**Work to be completed**
Return only how many lines in the data include the string "blurred".

(Text-to-region grounding data)
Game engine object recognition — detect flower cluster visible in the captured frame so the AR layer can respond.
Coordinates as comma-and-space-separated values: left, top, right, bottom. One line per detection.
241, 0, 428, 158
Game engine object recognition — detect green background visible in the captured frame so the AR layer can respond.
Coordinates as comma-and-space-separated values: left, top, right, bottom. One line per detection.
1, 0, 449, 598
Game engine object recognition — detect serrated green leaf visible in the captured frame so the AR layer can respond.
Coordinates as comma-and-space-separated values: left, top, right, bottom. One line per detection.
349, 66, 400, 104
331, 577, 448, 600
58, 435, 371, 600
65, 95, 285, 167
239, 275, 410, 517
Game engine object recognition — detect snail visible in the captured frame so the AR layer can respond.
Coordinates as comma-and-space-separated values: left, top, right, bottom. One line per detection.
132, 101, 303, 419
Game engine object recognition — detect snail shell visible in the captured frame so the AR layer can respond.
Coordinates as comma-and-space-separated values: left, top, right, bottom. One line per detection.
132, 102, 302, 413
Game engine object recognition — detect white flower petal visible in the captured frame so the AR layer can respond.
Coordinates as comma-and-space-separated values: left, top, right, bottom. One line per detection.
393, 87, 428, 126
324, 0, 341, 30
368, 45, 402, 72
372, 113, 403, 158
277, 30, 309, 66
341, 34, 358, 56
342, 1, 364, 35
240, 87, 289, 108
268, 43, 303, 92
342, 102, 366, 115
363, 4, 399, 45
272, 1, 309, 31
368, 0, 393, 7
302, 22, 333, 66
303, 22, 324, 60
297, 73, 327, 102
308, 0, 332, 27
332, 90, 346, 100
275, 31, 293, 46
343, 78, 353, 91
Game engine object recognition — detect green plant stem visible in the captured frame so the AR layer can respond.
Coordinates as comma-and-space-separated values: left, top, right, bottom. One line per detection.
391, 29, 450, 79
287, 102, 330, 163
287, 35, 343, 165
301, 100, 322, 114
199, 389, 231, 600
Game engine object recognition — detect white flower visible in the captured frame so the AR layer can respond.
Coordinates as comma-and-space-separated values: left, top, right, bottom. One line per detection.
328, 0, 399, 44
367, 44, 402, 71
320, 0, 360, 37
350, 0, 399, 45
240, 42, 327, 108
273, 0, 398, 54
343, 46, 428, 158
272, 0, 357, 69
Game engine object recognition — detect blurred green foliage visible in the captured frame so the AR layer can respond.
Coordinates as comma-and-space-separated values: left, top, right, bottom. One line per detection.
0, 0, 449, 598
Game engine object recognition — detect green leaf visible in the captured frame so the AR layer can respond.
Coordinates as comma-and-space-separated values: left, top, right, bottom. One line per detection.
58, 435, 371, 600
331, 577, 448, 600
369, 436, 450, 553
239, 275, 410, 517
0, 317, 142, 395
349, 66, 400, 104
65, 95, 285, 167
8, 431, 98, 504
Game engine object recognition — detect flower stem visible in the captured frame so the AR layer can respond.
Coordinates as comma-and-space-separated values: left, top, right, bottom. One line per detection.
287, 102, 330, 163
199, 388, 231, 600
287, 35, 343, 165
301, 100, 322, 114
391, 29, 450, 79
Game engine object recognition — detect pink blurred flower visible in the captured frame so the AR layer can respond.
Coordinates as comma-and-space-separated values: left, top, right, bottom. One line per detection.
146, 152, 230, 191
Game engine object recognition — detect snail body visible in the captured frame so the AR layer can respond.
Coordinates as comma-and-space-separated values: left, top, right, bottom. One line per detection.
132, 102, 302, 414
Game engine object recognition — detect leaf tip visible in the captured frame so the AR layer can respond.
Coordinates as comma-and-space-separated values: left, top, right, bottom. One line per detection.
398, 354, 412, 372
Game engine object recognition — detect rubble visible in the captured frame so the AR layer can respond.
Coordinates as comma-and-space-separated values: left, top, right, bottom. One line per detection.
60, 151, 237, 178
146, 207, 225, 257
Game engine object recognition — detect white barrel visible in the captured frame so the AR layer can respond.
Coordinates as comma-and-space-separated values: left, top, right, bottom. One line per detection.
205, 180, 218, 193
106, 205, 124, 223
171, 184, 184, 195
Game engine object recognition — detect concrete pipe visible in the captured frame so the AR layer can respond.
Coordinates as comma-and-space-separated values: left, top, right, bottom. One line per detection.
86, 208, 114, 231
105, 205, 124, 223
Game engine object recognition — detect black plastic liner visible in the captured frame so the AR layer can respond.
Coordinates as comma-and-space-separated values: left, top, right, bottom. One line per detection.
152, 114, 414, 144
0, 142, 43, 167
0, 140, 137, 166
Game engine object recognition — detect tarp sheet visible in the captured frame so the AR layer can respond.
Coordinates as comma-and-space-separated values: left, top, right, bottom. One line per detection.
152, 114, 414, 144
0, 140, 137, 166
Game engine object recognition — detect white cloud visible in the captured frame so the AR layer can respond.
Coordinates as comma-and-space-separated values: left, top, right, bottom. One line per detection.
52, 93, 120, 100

**Output for this task**
2